* start *

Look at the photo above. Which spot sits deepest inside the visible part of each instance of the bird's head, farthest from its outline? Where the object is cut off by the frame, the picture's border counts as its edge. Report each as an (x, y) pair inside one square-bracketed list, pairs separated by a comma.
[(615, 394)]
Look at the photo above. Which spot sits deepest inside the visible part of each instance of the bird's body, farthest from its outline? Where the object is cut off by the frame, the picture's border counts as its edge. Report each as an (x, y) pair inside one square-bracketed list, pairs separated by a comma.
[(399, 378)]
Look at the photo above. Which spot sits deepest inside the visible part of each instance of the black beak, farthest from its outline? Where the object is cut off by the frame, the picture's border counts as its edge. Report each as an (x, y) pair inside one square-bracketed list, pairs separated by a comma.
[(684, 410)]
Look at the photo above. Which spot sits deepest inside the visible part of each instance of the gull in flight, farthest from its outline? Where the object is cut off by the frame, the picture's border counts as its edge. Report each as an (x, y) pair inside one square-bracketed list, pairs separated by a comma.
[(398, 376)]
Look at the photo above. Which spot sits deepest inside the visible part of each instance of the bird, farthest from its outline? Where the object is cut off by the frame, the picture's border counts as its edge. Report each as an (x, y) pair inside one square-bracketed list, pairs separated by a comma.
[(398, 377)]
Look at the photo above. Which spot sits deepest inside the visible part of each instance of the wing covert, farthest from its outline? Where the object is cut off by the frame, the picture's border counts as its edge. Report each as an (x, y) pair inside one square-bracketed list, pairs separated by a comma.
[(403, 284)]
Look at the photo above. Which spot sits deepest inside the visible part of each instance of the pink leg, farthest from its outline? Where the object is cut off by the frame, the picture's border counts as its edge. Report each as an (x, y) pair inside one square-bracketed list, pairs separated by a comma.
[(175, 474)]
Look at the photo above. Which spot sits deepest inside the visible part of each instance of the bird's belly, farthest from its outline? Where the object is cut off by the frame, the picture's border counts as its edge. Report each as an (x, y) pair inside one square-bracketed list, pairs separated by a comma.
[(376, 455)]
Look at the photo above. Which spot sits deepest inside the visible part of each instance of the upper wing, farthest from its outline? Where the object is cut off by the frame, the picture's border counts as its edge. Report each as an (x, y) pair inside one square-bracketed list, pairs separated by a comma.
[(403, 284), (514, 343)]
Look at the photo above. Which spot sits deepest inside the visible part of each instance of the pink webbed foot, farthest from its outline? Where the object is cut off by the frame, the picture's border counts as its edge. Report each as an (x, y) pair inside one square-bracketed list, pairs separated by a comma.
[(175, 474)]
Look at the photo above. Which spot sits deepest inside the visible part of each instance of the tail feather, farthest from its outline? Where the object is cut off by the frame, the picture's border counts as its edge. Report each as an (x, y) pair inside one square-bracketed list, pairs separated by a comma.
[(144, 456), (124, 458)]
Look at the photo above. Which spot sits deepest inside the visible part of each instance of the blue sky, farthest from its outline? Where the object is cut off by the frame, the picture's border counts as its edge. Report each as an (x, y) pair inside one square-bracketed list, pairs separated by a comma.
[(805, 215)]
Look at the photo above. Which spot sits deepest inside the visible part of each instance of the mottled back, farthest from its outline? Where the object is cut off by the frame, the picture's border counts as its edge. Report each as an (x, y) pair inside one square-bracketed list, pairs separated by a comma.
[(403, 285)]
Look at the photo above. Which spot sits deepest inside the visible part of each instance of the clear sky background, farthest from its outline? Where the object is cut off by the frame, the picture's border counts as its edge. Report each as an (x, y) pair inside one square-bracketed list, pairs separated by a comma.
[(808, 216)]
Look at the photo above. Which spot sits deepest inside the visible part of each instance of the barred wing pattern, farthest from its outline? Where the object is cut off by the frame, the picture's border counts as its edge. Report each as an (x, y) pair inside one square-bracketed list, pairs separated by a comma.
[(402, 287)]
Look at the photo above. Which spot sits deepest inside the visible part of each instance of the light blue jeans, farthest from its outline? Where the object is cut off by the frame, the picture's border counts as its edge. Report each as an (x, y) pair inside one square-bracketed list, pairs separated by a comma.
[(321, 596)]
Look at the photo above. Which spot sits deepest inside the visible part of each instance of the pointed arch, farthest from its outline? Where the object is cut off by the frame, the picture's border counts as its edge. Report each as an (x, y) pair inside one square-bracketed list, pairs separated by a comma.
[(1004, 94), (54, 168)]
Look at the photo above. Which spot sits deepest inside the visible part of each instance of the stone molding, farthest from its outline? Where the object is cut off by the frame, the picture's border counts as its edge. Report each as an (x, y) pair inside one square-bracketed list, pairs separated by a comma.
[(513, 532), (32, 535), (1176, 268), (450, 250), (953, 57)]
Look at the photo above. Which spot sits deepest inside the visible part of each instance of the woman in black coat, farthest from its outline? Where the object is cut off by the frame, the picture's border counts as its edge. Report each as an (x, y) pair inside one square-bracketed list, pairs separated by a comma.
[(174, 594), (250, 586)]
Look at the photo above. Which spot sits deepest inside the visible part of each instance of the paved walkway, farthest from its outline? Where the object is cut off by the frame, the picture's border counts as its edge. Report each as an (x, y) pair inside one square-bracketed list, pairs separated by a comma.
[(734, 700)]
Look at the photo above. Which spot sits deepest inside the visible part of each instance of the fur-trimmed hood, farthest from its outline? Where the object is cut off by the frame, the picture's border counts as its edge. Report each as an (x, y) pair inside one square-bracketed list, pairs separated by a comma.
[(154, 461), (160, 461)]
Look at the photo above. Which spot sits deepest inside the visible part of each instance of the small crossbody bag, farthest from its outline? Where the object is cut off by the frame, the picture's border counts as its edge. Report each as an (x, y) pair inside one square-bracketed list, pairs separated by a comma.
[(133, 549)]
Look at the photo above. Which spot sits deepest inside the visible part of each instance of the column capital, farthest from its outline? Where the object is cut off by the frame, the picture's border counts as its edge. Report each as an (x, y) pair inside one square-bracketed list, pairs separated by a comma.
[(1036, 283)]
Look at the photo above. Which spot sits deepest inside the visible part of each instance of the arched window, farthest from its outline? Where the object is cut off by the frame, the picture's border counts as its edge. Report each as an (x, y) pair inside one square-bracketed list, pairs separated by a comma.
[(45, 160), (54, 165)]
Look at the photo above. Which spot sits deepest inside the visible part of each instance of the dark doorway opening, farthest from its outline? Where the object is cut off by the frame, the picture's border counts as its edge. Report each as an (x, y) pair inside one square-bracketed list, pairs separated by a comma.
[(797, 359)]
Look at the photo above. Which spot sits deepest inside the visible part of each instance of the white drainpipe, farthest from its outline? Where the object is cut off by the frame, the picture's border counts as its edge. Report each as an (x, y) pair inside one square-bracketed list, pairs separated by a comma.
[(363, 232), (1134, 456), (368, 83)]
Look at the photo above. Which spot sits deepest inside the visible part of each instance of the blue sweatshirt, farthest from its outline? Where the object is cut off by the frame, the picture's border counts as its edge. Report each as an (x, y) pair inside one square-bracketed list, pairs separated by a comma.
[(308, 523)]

* end *

What you need to do: Rewrite the items starting at the line that contains "bird's body, farthest" and ending at the line that contains "[(398, 376)]", swapping "outline" for "boundary" and leaving everything else untouched. Return only those lines.

Full answer:
Look at the photo above. Which spot sits deepest inside the visible part of each instance of the bird's body, farthest from its boundary? Where the object is cut off by the frame, the picture's border counts as its edge. Report each as an (x, y) pair inside one square-bracketed list, pairs separated by a comma.
[(399, 378)]
Look at the photo above. Which spot sits deepest inside the visible part of each instance of the black beak, farthest from its boundary? Where the object is cut off by the frame, the picture's border counts as its edge. Report each as an (x, y) pair inside one square-bracketed list, pairs separated by a comma.
[(684, 410)]
Look at the photo above. Which spot sits deepest inside the visible part of each instance of the gull in flight, farthest from its boundary? Where the object is cut off by the frame, the picture's border counts as its edge. Report each as an (x, y) pair inside one square-bracketed list, pairs separated by a comma.
[(398, 376)]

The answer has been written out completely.